L’exclusion organisée

 Ces deux chapitres sont destinés à faire peur en décrivant une machine infernale échappant au contrôle de ceux qui l’ont imaginé et mis en œuvre. Les méthodes utilisées par l’auteur sont simples :

Utiliser des nombres en valeur absolue sans les exprimer sous forme de proportions, beaucoup plus rassura

Associer le fait de ne pas avoir de permis et le fait de ne plus en avoir faute de points dans le cadre du permis à points.

Ne pas envisager le problème dans sa dynamique, c'est-à-dire en détaillant le nombre de points récupérés par des stages et la récupération d’un permis après 6 mois d’annulation. C’est uniquement la difficulté de repasser le permis dans ce délai qui est envisagée, alors que le livre a été écrit après les décisions gouvernementales permettant de faire du délai de 6 mois un délai effectif et non un délai auquel s’ajoutera celui des formalités et de l’attente de l’examen (uniquement sur le code dans ce cas, il faut le rappeler).

Ne jamais envisager la situation dans les autres pays qui ont développé un permis à points pour éviter des comparaisons qui permettraient de constater que la France occupe une position très moyenne dans ce dispositif.

« Tel qu’il est lancé, ce système de contrôle automatique est, en effet, une véritable bombe à retardement. En 2003, première année d’application, 4,4 millions de points ont été retirés sur les permis de conduire, puis 6,4 en 2004, 7,5 millions en 2005, au cours des 6 premiers mois de 2006, 6,7 millions de points ont été retirés : la prévision de la sécurité routière – 9 millions de points retirés en 2006 – semble très en dessous de la réalité».

« D’où une accélération sensible du nombre de retraits des permis de conduire par attrition du nombre de points, 21 000 en 2003, 39 000 en 2004, 54 242 en 2005, 56 000 pour les seuls six premiers mois de 2006 et sans doute plus de 70 000 en 2006. Une machine à exclure s’est mise en marche ».

^^^^^^^^^^^^^^^^

* Consigne A: Repérez chaque ligne des enregistrements qui contient la chaîne « prompts », puis recopiez-la.

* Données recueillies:
^^^^^^^^^^^^^^^^

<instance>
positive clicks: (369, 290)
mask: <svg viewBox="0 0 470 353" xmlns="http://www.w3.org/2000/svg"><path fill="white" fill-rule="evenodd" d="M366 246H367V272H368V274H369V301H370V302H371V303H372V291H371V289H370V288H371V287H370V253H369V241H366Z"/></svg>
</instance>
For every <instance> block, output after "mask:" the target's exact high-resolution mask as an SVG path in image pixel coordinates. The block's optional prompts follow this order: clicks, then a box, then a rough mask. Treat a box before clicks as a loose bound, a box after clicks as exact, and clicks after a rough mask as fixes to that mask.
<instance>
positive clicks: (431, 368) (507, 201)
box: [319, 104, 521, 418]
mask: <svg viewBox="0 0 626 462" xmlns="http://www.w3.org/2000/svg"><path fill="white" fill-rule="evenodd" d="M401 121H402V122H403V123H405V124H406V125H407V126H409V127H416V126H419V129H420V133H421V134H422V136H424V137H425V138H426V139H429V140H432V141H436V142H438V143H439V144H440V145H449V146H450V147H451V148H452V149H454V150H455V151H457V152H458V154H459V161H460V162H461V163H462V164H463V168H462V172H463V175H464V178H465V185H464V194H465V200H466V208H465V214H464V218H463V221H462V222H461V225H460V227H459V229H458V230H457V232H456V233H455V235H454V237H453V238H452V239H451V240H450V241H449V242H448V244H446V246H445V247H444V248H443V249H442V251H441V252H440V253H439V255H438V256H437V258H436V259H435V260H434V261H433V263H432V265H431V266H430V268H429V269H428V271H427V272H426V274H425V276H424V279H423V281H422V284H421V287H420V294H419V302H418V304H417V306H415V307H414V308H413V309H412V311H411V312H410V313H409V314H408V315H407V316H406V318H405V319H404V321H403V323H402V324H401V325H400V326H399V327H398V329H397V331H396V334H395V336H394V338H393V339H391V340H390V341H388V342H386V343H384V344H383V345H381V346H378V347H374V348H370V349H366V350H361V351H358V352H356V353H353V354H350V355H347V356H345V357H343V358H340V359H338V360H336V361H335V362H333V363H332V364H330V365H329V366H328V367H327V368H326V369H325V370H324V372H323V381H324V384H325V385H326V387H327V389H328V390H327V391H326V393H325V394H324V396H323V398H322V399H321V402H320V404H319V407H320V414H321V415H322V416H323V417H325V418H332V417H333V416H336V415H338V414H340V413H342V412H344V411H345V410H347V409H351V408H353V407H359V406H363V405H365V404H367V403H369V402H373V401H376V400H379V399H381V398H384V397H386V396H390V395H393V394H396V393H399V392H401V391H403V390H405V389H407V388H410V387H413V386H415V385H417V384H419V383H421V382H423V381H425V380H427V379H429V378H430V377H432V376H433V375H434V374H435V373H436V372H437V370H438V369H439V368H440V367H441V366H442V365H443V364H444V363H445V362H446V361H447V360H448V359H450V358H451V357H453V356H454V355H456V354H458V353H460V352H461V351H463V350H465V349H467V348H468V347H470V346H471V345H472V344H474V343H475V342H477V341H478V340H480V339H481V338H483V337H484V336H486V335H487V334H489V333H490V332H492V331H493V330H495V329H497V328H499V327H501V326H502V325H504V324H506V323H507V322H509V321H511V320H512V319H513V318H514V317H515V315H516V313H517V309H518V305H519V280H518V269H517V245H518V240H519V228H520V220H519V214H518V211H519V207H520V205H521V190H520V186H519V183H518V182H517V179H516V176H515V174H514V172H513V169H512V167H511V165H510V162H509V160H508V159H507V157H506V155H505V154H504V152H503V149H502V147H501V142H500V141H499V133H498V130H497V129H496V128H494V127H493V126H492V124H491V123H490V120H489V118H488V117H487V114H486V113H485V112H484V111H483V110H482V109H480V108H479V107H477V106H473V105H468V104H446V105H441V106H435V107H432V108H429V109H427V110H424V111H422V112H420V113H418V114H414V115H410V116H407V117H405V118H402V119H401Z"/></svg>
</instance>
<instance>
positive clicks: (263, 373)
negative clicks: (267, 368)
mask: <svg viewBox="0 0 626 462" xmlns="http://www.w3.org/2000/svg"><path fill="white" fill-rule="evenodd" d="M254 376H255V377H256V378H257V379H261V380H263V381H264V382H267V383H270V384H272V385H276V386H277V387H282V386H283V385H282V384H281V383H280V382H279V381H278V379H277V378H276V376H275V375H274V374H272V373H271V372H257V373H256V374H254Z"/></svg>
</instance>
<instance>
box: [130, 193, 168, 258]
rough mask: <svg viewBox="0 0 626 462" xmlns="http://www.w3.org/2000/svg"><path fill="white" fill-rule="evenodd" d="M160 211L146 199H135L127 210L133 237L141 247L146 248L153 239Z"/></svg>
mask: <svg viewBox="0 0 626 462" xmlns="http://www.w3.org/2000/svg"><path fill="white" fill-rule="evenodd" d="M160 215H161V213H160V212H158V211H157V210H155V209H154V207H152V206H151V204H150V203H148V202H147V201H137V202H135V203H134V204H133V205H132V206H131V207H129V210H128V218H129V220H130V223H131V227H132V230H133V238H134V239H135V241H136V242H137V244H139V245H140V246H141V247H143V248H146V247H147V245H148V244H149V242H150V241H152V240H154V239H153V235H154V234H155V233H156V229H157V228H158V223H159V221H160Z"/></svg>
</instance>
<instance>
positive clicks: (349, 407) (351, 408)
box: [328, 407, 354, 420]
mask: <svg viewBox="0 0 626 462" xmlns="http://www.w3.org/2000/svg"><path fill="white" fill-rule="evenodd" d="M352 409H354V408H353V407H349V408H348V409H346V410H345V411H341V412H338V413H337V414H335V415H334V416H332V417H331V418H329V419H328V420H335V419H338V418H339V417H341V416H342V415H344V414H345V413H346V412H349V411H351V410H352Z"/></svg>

^^^^^^^^^^^^^^^^

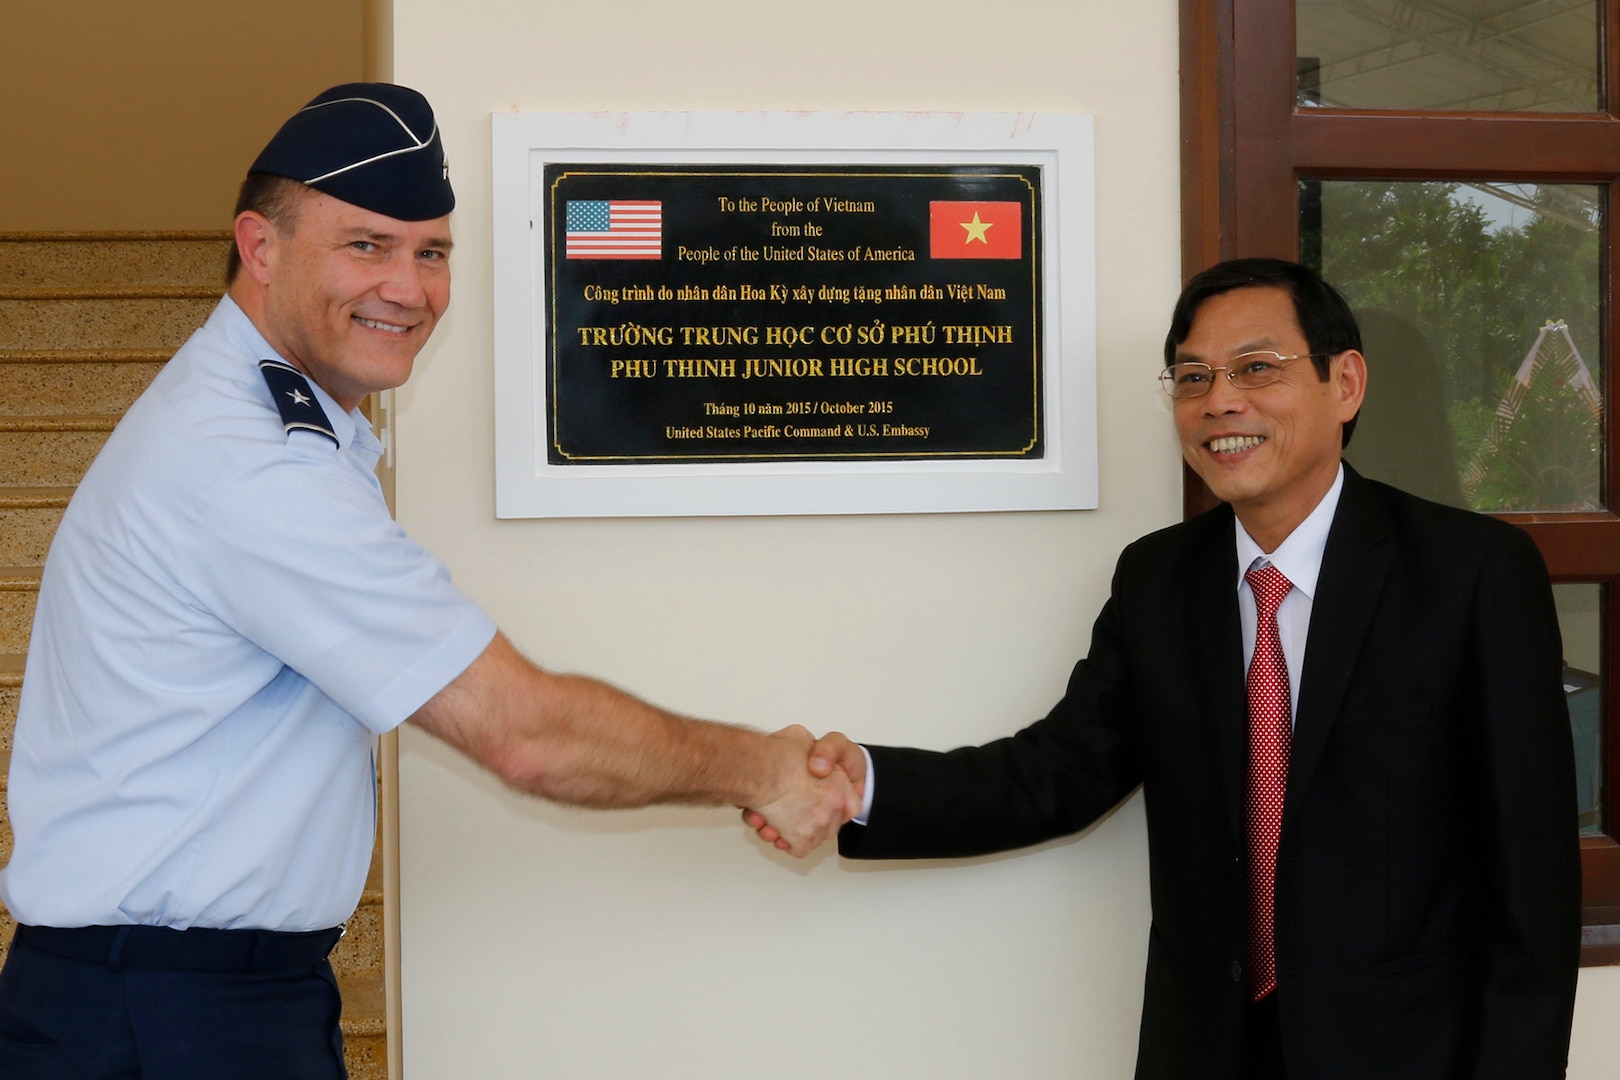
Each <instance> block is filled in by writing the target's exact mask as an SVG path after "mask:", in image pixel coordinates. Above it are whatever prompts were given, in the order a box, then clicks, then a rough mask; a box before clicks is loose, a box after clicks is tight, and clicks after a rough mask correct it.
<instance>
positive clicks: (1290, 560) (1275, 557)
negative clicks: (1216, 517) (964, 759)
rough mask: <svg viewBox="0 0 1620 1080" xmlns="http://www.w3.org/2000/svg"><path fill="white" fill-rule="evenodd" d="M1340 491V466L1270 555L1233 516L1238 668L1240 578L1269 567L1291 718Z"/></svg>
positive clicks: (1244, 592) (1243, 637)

^^^^^^^^^^^^^^^^

* Consigne B: Relevez toutes les années mentionnées dans le texte sur le permis à points.

* Production attendue A:
For every <instance> block, output after "mask:" the target's exact high-resolution mask as an SVG path in image pixel coordinates. The block's optional prompts follow this order: clicks, then a box, then a rough mask. Treat a box before clicks as a loose bound, a box after clicks as exact, and clicks after a rough mask as fixes to that mask.
Each <instance> block is filled in by writing the target's exact mask as an SVG path after "mask:", in image pixel coordinates. Above it are whatever prompts were given, in the order a box, then clicks, then a rough mask; a box before clicks is loose, a box after clicks is tight, and clicks after a rough mask correct it.

* Production attendue B: 2003, 2004, 2005 et 2006.